* [Exercise requirements] Exactly reproduce each entry, leaving out nothing.

Records from a data collection:

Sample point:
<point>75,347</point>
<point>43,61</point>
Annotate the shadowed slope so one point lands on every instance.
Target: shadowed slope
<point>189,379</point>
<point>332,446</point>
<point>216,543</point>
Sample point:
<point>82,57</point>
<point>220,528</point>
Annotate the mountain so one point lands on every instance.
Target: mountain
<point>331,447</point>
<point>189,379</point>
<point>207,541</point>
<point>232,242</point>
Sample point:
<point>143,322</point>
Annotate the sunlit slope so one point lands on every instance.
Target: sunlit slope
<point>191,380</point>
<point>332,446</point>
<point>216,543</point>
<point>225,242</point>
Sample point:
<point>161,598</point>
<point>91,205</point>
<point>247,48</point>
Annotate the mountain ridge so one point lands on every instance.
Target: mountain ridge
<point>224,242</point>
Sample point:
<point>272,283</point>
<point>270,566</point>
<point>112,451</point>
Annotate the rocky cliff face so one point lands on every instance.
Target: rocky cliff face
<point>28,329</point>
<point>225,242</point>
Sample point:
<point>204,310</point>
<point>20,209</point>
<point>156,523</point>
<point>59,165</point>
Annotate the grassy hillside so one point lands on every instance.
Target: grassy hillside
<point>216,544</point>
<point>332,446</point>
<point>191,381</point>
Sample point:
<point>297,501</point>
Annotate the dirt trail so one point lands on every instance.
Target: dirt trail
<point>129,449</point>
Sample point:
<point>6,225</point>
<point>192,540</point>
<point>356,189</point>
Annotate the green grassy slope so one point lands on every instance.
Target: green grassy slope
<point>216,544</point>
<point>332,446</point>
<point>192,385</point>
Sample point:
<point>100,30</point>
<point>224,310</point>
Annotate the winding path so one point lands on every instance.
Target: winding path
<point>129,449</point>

* [Result below]
Sample point:
<point>75,347</point>
<point>43,61</point>
Annotate the shadowed slope so one point lands on every instance.
Target: shadowed slope
<point>189,379</point>
<point>332,446</point>
<point>216,543</point>
Sample point:
<point>82,57</point>
<point>220,528</point>
Annotate the mountain so one point lands on every instance.
Target: mountain
<point>331,447</point>
<point>189,379</point>
<point>207,541</point>
<point>232,242</point>
Sample point:
<point>143,322</point>
Annotate the sunlit slope so one point lands on every instance.
Target: sunlit slope
<point>191,380</point>
<point>332,446</point>
<point>216,543</point>
<point>225,242</point>
Sample point:
<point>161,598</point>
<point>91,205</point>
<point>247,48</point>
Annotate the mountain ridge so one point lands on every instance.
Target: mountain ridge
<point>224,242</point>
Sample point:
<point>272,283</point>
<point>270,566</point>
<point>112,451</point>
Annotate the rocky cliff face so one point lands on every instance.
Target: rocky cliff face
<point>28,329</point>
<point>225,242</point>
Sample point:
<point>204,310</point>
<point>20,209</point>
<point>156,523</point>
<point>59,165</point>
Annotate the grassy hillside so one point lands on every instance.
Target: grassy hillside
<point>216,544</point>
<point>332,446</point>
<point>191,381</point>
Sample point:
<point>297,501</point>
Annotate the dirt trail so one point lands on every instance.
Target: dirt trail
<point>129,449</point>
Sample point:
<point>6,225</point>
<point>192,540</point>
<point>356,189</point>
Annotate the green grassy slope so one point lands on every instance.
Target: green grassy slope
<point>216,544</point>
<point>332,446</point>
<point>192,385</point>
Sample point:
<point>100,30</point>
<point>224,310</point>
Annotate the winding path so one point lands on every instance.
Target: winding path
<point>129,449</point>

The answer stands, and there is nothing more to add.